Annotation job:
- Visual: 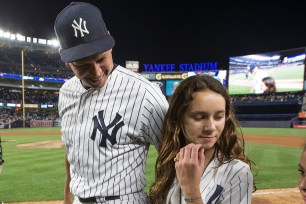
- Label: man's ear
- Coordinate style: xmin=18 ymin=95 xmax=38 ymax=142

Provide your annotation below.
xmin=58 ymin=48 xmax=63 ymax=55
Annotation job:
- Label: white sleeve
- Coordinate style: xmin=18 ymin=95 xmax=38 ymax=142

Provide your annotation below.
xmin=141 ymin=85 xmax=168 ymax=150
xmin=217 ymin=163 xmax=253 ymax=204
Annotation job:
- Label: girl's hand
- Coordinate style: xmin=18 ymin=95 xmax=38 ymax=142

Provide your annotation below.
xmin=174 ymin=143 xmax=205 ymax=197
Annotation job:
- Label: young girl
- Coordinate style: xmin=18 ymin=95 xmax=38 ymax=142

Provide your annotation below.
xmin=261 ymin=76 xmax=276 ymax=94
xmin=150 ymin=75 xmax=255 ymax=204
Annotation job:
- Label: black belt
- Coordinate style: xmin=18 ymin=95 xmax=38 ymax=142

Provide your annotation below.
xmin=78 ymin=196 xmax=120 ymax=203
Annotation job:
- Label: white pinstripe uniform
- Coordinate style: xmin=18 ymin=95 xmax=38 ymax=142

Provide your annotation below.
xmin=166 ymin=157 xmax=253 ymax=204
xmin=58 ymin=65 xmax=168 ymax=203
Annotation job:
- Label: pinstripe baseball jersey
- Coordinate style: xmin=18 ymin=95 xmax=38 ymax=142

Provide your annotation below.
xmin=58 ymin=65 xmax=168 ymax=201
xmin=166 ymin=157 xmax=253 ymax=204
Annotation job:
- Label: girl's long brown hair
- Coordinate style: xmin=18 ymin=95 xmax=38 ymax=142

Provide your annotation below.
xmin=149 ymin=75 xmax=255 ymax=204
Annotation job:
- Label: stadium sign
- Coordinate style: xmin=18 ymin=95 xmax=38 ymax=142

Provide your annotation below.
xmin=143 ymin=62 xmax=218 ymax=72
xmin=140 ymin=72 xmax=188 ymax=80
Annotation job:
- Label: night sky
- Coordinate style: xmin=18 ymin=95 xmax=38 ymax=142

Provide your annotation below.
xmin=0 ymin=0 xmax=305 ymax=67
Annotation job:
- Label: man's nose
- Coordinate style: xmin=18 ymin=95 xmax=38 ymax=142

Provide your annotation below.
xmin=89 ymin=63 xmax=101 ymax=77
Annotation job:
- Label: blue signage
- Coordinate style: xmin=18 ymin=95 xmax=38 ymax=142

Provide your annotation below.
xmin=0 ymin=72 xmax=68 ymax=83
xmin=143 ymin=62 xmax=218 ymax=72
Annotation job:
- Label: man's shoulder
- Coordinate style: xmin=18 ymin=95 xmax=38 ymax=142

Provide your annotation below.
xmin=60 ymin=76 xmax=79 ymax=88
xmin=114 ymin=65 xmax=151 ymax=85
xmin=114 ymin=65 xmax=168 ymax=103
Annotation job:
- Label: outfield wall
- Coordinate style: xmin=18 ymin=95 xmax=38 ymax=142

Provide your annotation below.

═══

* **WORK INSTRUCTION**: Starting with the opening line of the listing, write out each line exactly until the line that contains "- Label: man's shoulder" has been included; skip the pictures.

* **TASK SOLUTION**:
Annotation job:
- Visual: 
- Label: man's ear
- Coordinate style: xmin=18 ymin=95 xmax=38 ymax=142

Provide your annotation below.
xmin=58 ymin=48 xmax=63 ymax=55
Annotation job:
- Label: white sleeve
- Coordinate style: xmin=18 ymin=95 xmax=38 ymax=142

Provide your annotation below.
xmin=141 ymin=85 xmax=168 ymax=150
xmin=217 ymin=163 xmax=253 ymax=204
Annotation job:
- Label: girl's hand
- Coordinate style: xmin=18 ymin=95 xmax=38 ymax=142

Provide your annotation below.
xmin=174 ymin=143 xmax=205 ymax=197
Annotation job:
- Label: young girl
- Coordinate style: xmin=18 ymin=95 xmax=38 ymax=142

Provide your annotation below.
xmin=261 ymin=76 xmax=276 ymax=94
xmin=150 ymin=75 xmax=255 ymax=204
Annotation job:
- Label: black belt
- Coordinate style: xmin=18 ymin=95 xmax=38 ymax=142

Provide your annotation below.
xmin=78 ymin=196 xmax=120 ymax=203
Annotation job:
- Label: white pinstripe uniform
- Coordinate style: xmin=18 ymin=95 xmax=38 ymax=142

Provide your annotation below.
xmin=166 ymin=157 xmax=253 ymax=204
xmin=58 ymin=65 xmax=168 ymax=203
Annotation job:
- Label: pinstripe baseball jersey
- Coordinate style: xmin=18 ymin=95 xmax=38 ymax=142

Provide your annotation below.
xmin=58 ymin=65 xmax=168 ymax=201
xmin=166 ymin=157 xmax=253 ymax=204
Annotation job:
- Label: girl's long brown hair
- Coordinate style: xmin=18 ymin=95 xmax=38 ymax=142

Provide your annotation below.
xmin=149 ymin=75 xmax=255 ymax=204
Annotation job:
- Label: stadium sign
- Coordinate style: xmin=18 ymin=95 xmax=38 ymax=142

Provide your annotation below.
xmin=143 ymin=62 xmax=218 ymax=72
xmin=140 ymin=72 xmax=188 ymax=80
Annotation job:
- Label: night sky
- Coordinate style: xmin=18 ymin=95 xmax=38 ymax=142

Provide your annotation below.
xmin=0 ymin=0 xmax=305 ymax=67
Annotation job:
- Label: man's nose
- Coordinate style: xmin=18 ymin=95 xmax=38 ymax=142

Provide your annotation below.
xmin=89 ymin=63 xmax=101 ymax=77
Annotation job:
- Label: blue signage
- Coordinate style: xmin=18 ymin=95 xmax=38 ymax=142

Provide your annotation below.
xmin=0 ymin=72 xmax=68 ymax=83
xmin=143 ymin=62 xmax=218 ymax=72
Annotation job:
- Label: man's shoulder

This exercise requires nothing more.